### GOAL
Output the lines from the start through the line holding "x=259 y=284", inclusive, as a two-column CSV with the headers input and output. Each row should hold the text before an answer and that answer, each in one quoted field with line breaks turned into spaces, and no pictures.

*-*-*

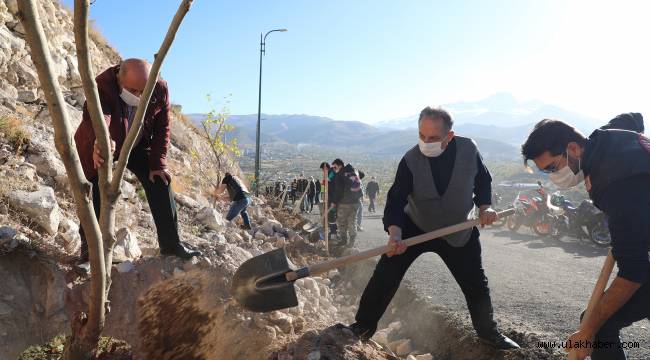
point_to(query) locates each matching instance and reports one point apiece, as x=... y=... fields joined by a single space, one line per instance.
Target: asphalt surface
x=537 y=284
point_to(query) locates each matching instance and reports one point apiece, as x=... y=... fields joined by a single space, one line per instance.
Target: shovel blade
x=259 y=284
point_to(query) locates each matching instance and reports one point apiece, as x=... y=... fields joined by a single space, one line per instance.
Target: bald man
x=120 y=88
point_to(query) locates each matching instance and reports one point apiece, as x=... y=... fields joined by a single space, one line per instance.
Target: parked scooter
x=497 y=199
x=585 y=221
x=530 y=212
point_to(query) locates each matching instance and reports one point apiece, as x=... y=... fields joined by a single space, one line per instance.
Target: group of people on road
x=438 y=183
x=440 y=180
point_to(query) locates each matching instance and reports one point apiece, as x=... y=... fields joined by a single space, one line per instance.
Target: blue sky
x=376 y=60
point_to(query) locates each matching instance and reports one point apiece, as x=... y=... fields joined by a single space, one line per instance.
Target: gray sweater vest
x=430 y=211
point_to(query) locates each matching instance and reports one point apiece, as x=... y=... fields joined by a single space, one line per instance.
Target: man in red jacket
x=119 y=90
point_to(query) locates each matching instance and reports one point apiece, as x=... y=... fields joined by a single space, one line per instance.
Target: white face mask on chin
x=129 y=98
x=565 y=178
x=433 y=149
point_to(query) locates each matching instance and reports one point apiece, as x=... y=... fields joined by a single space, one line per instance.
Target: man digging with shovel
x=437 y=184
x=615 y=167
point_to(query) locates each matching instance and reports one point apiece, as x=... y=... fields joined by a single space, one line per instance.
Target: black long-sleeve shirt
x=441 y=168
x=627 y=205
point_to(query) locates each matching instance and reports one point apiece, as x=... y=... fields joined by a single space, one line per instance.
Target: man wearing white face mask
x=119 y=89
x=615 y=167
x=438 y=183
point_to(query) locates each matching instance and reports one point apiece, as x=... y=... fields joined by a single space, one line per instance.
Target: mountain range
x=498 y=124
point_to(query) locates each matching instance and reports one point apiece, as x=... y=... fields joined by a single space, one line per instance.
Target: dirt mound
x=333 y=343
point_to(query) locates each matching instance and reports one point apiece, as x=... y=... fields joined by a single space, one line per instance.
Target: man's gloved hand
x=98 y=160
x=487 y=216
x=164 y=175
x=395 y=243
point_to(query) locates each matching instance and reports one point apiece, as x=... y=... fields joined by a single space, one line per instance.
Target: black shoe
x=181 y=252
x=364 y=333
x=499 y=341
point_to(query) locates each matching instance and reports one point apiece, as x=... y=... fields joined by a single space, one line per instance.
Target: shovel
x=265 y=283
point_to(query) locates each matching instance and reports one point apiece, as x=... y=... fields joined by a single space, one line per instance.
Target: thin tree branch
x=146 y=94
x=64 y=142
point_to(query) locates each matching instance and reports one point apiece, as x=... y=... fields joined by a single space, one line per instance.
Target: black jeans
x=160 y=198
x=464 y=264
x=635 y=309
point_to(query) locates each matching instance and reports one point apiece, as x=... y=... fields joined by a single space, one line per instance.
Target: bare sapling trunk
x=100 y=235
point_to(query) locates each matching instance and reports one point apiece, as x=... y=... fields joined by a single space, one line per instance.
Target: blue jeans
x=635 y=309
x=239 y=207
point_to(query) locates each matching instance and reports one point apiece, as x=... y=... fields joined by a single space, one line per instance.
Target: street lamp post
x=259 y=112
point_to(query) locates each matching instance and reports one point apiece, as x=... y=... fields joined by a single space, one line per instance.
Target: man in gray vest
x=437 y=184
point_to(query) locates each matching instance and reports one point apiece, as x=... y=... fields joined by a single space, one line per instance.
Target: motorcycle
x=496 y=201
x=531 y=212
x=585 y=221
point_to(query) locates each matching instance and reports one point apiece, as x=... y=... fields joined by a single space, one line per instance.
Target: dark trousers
x=371 y=207
x=636 y=309
x=160 y=198
x=464 y=264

*-*-*

### RESULT OF THE EXERCISE
input,output
"point_to(query) locates each matching instance and reports one point apiece, as x=... y=... fields joined by a single space, one line per instance. Target: asphalt surface","x=537 y=284"
"point_to(query) locates each matching instance and reports one point apiece, as x=... y=... fields joined by a single space, one line per instance. Target: shovel blade","x=259 y=284"